REQUIRED WORK: Identify the line that contains "of the shirt" in the material. Output it and every line after it, unchanged, through the end.

* start EXTRACTED MATERIAL *

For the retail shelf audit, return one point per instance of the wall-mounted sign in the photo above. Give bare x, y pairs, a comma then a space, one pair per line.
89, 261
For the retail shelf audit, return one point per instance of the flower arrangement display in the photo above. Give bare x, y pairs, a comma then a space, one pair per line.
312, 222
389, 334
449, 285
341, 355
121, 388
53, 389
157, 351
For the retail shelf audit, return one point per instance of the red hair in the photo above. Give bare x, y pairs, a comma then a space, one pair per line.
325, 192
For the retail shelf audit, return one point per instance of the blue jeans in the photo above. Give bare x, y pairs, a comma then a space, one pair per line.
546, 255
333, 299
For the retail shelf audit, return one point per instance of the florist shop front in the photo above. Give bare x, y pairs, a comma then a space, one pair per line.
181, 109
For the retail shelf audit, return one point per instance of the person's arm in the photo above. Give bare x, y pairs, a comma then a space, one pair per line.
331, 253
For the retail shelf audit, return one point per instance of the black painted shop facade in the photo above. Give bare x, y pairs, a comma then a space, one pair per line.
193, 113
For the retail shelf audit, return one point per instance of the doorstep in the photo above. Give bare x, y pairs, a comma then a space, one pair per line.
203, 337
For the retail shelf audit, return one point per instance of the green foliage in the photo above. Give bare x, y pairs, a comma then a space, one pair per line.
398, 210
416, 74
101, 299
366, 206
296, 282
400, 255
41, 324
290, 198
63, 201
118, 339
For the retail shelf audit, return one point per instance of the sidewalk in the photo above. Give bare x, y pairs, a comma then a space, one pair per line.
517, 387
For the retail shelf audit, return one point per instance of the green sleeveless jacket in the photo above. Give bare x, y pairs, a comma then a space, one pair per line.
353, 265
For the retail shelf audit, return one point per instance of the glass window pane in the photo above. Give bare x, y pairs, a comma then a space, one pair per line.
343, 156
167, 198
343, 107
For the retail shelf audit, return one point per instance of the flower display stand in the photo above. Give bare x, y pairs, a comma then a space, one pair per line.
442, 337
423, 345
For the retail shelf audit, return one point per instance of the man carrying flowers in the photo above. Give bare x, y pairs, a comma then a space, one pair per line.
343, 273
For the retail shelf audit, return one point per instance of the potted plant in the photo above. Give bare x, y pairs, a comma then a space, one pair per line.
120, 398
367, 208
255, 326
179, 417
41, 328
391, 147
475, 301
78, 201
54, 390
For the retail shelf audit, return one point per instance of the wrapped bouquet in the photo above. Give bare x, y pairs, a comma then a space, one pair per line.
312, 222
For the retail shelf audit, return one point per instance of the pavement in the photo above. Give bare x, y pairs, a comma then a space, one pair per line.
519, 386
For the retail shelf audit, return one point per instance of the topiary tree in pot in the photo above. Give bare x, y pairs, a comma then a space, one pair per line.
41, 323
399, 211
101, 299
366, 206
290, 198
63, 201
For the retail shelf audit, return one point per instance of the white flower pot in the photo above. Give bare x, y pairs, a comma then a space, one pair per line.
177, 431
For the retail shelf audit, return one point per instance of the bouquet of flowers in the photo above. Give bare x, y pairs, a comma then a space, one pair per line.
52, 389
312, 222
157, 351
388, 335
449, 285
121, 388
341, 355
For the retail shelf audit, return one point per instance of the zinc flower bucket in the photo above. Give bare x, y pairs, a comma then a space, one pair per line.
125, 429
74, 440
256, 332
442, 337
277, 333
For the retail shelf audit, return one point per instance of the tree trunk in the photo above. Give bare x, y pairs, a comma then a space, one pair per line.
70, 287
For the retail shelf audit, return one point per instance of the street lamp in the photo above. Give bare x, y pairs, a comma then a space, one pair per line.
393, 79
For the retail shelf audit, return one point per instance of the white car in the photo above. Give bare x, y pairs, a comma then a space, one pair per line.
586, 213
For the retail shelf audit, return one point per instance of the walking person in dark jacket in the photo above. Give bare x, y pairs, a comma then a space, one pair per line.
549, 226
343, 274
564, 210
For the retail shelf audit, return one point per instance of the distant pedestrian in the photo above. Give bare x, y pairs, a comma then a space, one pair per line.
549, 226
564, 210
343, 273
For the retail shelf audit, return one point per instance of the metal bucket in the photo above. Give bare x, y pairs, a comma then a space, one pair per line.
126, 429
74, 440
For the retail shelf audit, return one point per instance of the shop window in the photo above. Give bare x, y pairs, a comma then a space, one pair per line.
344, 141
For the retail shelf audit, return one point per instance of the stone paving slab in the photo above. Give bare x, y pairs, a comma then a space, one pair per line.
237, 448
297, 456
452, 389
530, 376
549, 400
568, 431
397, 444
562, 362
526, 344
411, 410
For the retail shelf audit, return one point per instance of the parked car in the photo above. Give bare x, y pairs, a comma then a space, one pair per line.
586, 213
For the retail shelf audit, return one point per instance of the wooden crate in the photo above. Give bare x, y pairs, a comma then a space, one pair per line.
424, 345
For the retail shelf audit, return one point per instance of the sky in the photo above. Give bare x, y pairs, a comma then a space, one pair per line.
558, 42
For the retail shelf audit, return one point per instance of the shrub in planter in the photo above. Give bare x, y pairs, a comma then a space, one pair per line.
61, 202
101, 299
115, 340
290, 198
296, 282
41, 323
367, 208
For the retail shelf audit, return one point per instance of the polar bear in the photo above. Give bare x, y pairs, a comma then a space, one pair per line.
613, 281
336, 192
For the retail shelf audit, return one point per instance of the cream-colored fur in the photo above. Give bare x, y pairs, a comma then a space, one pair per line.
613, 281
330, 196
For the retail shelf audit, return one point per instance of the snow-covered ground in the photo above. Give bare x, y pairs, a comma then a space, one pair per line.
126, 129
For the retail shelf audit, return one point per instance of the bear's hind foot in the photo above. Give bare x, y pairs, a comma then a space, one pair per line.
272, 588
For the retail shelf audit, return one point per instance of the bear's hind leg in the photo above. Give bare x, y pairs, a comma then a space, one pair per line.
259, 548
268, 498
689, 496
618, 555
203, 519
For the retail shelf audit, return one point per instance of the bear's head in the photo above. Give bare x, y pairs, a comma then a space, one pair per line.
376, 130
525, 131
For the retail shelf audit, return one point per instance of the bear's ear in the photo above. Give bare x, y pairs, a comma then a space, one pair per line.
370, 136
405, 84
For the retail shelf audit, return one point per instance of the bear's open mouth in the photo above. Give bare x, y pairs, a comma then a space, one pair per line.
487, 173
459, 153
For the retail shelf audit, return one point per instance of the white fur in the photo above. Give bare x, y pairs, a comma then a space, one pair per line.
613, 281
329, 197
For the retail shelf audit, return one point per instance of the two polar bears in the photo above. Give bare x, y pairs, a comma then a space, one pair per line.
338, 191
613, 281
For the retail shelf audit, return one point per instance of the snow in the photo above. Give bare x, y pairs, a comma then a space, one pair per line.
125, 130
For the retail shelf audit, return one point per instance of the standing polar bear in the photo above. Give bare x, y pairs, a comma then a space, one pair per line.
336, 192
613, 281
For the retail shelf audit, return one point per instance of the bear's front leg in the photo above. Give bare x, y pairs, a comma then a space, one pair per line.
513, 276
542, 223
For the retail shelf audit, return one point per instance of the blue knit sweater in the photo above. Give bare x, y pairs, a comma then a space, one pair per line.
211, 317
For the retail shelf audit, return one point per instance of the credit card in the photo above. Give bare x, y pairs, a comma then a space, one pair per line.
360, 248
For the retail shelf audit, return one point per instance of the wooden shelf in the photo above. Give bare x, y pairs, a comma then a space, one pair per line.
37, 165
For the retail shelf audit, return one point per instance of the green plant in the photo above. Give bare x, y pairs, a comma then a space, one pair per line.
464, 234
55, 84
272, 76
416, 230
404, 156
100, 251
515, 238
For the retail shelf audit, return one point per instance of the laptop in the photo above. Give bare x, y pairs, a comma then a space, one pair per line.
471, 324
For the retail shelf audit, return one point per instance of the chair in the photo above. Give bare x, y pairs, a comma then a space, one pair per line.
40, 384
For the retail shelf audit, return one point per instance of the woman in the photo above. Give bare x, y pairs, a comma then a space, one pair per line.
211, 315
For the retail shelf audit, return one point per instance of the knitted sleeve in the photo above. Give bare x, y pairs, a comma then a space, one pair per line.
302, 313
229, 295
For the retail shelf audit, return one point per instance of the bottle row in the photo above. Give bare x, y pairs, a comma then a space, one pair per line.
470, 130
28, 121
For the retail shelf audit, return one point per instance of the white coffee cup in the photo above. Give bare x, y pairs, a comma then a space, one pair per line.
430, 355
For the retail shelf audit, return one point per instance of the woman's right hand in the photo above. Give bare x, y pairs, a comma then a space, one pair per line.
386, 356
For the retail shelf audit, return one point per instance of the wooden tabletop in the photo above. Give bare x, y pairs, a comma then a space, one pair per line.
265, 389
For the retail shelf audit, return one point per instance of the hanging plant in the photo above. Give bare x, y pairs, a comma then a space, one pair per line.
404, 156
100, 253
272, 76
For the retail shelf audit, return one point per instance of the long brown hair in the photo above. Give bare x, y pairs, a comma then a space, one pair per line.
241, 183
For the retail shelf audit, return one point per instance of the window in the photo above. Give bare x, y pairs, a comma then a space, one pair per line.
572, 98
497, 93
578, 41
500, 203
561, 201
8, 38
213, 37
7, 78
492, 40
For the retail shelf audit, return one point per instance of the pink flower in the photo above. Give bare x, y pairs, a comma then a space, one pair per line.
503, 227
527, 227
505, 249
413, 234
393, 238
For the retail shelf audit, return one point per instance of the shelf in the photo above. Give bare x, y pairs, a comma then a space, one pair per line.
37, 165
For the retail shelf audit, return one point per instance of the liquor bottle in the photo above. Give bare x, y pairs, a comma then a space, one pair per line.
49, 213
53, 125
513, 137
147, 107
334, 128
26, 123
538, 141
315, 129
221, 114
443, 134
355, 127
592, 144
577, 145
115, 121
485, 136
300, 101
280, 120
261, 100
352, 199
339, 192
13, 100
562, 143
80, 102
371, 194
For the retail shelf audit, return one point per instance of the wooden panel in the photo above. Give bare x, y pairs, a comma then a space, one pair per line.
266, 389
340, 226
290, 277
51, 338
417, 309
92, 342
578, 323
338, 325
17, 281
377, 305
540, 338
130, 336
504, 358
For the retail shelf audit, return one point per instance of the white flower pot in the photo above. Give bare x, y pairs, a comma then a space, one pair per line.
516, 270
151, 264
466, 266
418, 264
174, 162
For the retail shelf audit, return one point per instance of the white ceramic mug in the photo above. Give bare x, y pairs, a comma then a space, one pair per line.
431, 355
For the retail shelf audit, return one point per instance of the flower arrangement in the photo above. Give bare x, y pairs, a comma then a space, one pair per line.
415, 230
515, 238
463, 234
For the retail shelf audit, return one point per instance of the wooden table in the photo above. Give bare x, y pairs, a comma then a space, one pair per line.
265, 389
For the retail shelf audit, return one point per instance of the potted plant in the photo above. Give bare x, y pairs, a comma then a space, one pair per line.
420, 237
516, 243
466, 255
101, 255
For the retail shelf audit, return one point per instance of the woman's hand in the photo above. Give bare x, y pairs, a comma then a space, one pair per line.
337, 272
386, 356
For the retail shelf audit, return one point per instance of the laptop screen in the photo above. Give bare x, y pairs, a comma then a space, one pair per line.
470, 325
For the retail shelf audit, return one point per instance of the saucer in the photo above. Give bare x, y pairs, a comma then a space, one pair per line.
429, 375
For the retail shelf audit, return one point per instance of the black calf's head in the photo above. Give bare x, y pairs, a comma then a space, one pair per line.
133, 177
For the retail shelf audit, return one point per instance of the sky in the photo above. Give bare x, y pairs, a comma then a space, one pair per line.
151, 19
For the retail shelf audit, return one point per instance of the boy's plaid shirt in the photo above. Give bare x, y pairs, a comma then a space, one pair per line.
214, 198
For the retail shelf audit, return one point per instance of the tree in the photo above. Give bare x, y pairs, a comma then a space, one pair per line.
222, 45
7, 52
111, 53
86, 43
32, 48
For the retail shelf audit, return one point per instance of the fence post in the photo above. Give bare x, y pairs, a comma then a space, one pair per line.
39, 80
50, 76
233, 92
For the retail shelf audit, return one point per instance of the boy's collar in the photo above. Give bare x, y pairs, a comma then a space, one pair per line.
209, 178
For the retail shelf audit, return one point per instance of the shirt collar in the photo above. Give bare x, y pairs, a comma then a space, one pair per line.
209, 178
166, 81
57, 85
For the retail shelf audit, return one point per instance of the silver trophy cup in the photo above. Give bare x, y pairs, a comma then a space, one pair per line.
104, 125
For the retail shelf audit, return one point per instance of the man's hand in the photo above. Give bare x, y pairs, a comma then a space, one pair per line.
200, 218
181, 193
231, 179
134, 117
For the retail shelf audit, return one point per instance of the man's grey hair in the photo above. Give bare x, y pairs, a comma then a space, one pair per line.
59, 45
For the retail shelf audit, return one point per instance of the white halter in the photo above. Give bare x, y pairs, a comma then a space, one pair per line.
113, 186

* end EXTRACTED MATERIAL *

SOLVED EXERCISE:
For the retail shelf audit, return one point per instance of the shirt collar in the photo above. Give bare x, y pairs, a comma then a space, one pair per line.
209, 178
166, 81
57, 85
For the retail shelf audit, return one point per instance of the silver trophy cup in the photo above. Give bare x, y pairs, a comma then a space, one pair per line.
104, 125
For the retail shelf audit, return one point per instance of the man's hand in the photo above. Give bare x, y pairs, a comma then a space, one pair per line.
200, 218
181, 193
231, 179
134, 117
For the retail shelf audit, return one point per instance of the man's grey hair in the photo above. Give bare x, y pairs, a comma then a space, one pair per line.
59, 45
For the retail shelf audit, return one point per instance of the white halter in the photo above. Give bare x, y pairs, a comma then a space, one pair per line.
113, 186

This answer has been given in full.